Convert the lines below into a Markdown table with the columns Row and Line, numbering each row and leaving out blank lines.
## START GIVEN INFORMATION
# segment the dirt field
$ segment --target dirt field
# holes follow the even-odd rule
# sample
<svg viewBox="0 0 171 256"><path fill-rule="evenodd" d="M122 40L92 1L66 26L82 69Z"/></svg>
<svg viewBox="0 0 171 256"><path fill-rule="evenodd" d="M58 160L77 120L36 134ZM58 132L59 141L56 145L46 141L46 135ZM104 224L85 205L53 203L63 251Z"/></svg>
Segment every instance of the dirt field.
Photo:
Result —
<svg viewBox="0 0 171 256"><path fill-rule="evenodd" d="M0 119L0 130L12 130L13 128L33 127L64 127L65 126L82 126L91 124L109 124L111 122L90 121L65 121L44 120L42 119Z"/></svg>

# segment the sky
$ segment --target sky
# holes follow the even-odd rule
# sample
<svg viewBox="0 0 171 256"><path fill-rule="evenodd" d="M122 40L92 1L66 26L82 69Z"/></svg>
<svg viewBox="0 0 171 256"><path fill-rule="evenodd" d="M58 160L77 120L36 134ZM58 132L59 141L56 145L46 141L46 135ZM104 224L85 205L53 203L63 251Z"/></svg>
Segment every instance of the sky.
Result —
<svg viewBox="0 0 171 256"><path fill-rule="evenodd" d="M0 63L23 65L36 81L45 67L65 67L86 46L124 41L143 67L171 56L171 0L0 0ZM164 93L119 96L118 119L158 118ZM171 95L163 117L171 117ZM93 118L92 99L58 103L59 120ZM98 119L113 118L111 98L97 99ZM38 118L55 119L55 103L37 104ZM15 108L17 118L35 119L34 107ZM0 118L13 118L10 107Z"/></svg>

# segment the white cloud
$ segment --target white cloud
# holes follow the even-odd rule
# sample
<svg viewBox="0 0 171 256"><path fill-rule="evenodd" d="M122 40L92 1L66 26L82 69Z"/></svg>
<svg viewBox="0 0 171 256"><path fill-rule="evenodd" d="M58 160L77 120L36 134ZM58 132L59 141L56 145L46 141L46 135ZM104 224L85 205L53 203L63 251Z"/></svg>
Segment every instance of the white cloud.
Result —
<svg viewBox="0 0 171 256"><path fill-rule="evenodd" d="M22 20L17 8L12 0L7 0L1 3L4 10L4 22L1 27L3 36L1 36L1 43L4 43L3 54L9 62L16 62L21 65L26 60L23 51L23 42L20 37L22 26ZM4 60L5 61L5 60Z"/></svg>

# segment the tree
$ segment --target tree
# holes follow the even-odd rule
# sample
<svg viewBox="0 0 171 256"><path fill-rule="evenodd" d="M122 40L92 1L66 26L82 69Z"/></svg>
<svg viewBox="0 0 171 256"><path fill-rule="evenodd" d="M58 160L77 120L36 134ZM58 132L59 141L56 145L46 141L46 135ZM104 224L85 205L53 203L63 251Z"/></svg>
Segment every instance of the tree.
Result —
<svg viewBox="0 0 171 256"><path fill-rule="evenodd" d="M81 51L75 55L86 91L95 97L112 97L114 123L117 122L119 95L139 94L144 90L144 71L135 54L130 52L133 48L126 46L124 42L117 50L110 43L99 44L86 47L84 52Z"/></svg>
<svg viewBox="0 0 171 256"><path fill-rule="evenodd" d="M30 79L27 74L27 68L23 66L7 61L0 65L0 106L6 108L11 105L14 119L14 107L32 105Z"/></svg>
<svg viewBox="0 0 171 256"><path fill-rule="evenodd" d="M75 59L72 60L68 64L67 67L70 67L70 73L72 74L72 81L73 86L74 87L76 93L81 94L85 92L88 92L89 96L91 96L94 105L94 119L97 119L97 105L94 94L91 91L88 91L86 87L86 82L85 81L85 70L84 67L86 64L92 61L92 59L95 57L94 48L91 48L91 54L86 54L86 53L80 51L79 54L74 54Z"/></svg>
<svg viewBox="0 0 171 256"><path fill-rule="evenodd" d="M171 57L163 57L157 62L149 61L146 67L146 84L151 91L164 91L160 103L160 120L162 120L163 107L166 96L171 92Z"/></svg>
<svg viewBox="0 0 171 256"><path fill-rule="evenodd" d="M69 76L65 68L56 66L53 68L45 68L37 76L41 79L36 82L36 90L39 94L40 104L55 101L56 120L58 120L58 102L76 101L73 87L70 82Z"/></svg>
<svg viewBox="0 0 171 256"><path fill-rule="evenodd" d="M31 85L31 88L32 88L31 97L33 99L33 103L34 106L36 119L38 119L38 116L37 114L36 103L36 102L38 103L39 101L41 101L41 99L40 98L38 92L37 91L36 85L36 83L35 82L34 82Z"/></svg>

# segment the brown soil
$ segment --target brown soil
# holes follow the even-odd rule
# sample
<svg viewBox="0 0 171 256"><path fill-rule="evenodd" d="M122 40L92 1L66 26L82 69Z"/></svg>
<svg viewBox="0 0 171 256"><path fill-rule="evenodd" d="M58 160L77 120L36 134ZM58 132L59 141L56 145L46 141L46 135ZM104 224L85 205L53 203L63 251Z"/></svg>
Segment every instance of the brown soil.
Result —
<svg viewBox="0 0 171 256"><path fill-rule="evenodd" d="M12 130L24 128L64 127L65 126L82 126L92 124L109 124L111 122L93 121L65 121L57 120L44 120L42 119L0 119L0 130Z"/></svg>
## END GIVEN INFORMATION
### WRITTEN ANSWER
| Row | Line |
|---|---|
| 1 | # segment the dirt field |
| 2 | $ segment --target dirt field |
| 3 | # holes follow the even-odd rule |
| 4 | # sample |
| 5 | <svg viewBox="0 0 171 256"><path fill-rule="evenodd" d="M122 40L92 1L66 26L82 69Z"/></svg> |
| 6 | <svg viewBox="0 0 171 256"><path fill-rule="evenodd" d="M58 160L77 120L36 134ZM58 132L59 141L56 145L46 141L46 135ZM104 224L85 205L53 203L63 251Z"/></svg> |
| 7 | Segment every instance of the dirt field. |
| 8 | Photo: |
| 9 | Result — |
| 10 | <svg viewBox="0 0 171 256"><path fill-rule="evenodd" d="M0 119L0 130L12 130L13 128L33 127L64 127L65 126L82 126L91 124L109 124L111 122L90 121L65 121L44 120L42 119Z"/></svg> |
| 11 | # segment the sky |
| 12 | $ segment --target sky |
| 13 | # holes follow the even-odd rule |
| 14 | # sample |
| 15 | <svg viewBox="0 0 171 256"><path fill-rule="evenodd" d="M122 40L92 1L66 26L82 69Z"/></svg> |
| 16 | <svg viewBox="0 0 171 256"><path fill-rule="evenodd" d="M58 160L77 120L36 134ZM58 132L59 141L56 145L46 141L46 135ZM104 224L85 205L53 203L63 251Z"/></svg> |
| 17 | Segment every instance of the sky. |
| 18 | Result — |
| 19 | <svg viewBox="0 0 171 256"><path fill-rule="evenodd" d="M0 63L23 65L36 81L45 67L65 67L86 46L124 41L143 67L171 56L171 0L0 0ZM164 93L119 96L118 119L158 118ZM171 95L163 117L171 117ZM93 118L92 99L58 103L59 120ZM98 119L113 118L111 98L97 99ZM38 118L55 119L55 103L37 104ZM15 108L17 118L35 119L34 107ZM0 118L13 118L10 107Z"/></svg> |
| 20 | # segment the white cloud |
| 21 | $ segment --target white cloud |
| 22 | # holes follow the even-odd rule |
| 23 | # sample |
| 24 | <svg viewBox="0 0 171 256"><path fill-rule="evenodd" d="M122 40L92 1L66 26L82 69Z"/></svg> |
| 25 | <svg viewBox="0 0 171 256"><path fill-rule="evenodd" d="M58 160L77 120L36 134ZM58 132L59 141L56 145L46 141L46 135ZM104 224L85 205L53 203L63 251Z"/></svg> |
| 26 | Segment every instance of the white cloud. |
| 27 | Result — |
| 28 | <svg viewBox="0 0 171 256"><path fill-rule="evenodd" d="M22 20L17 8L12 0L7 0L1 3L4 10L4 22L1 27L3 36L1 36L1 43L4 43L3 54L9 62L16 62L21 65L26 60L23 51L23 42L20 37L22 26ZM4 60L5 61L5 60Z"/></svg> |
| 29 | # segment the tree |
| 30 | $ segment --target tree |
| 31 | # holes follow the even-odd rule |
| 32 | # sample |
| 33 | <svg viewBox="0 0 171 256"><path fill-rule="evenodd" d="M122 40L92 1L66 26L82 69Z"/></svg> |
| 34 | <svg viewBox="0 0 171 256"><path fill-rule="evenodd" d="M58 160L77 120L36 134ZM58 132L59 141L56 145L46 141L46 135ZM104 224L85 205L53 203L63 251Z"/></svg> |
| 35 | Segment every instance of the tree. |
| 36 | Result — |
| 37 | <svg viewBox="0 0 171 256"><path fill-rule="evenodd" d="M81 51L75 55L86 91L95 97L112 97L114 123L117 122L119 95L139 94L144 90L144 71L135 54L130 52L133 48L126 46L124 42L117 50L110 43L99 44L86 47L84 52Z"/></svg> |
| 38 | <svg viewBox="0 0 171 256"><path fill-rule="evenodd" d="M30 79L27 74L27 68L23 66L7 61L0 65L0 106L6 108L11 105L14 119L14 107L32 105Z"/></svg> |
| 39 | <svg viewBox="0 0 171 256"><path fill-rule="evenodd" d="M75 59L72 60L68 64L67 67L70 67L70 73L72 74L72 81L73 86L74 87L76 93L81 94L85 92L88 92L89 96L91 96L94 105L94 119L97 119L97 105L94 94L91 91L88 91L86 87L86 82L85 81L85 70L84 67L86 64L92 61L92 59L95 57L94 48L91 48L91 54L86 54L86 53L80 51L79 54L74 54Z"/></svg> |
| 40 | <svg viewBox="0 0 171 256"><path fill-rule="evenodd" d="M171 57L163 57L157 62L149 61L146 67L146 84L151 91L164 91L160 103L160 120L162 120L163 107L166 96L171 92Z"/></svg> |
| 41 | <svg viewBox="0 0 171 256"><path fill-rule="evenodd" d="M69 76L65 68L56 66L53 68L45 68L37 76L41 79L36 82L36 90L39 94L40 104L55 101L56 120L58 120L58 102L76 101L73 87L70 82Z"/></svg> |
| 42 | <svg viewBox="0 0 171 256"><path fill-rule="evenodd" d="M31 85L31 88L32 88L31 97L33 99L33 103L34 106L36 119L38 119L38 116L37 114L36 103L36 102L38 103L39 101L41 101L41 99L40 98L38 92L37 91L36 85L36 83L35 82L34 82Z"/></svg> |
| 43 | # segment the brown soil |
| 44 | $ segment --target brown soil |
| 45 | # holes follow the even-odd rule |
| 46 | # sample |
| 47 | <svg viewBox="0 0 171 256"><path fill-rule="evenodd" d="M122 40L92 1L66 26L82 69Z"/></svg> |
| 48 | <svg viewBox="0 0 171 256"><path fill-rule="evenodd" d="M58 160L77 120L36 134ZM58 132L59 141L56 145L46 141L46 135ZM104 224L85 205L53 203L63 251Z"/></svg> |
| 49 | Segment every instance of the brown soil. |
| 50 | Result — |
| 51 | <svg viewBox="0 0 171 256"><path fill-rule="evenodd" d="M12 130L24 128L64 127L65 126L82 126L92 124L109 124L111 122L93 121L65 121L57 120L44 120L42 119L0 119L0 130Z"/></svg> |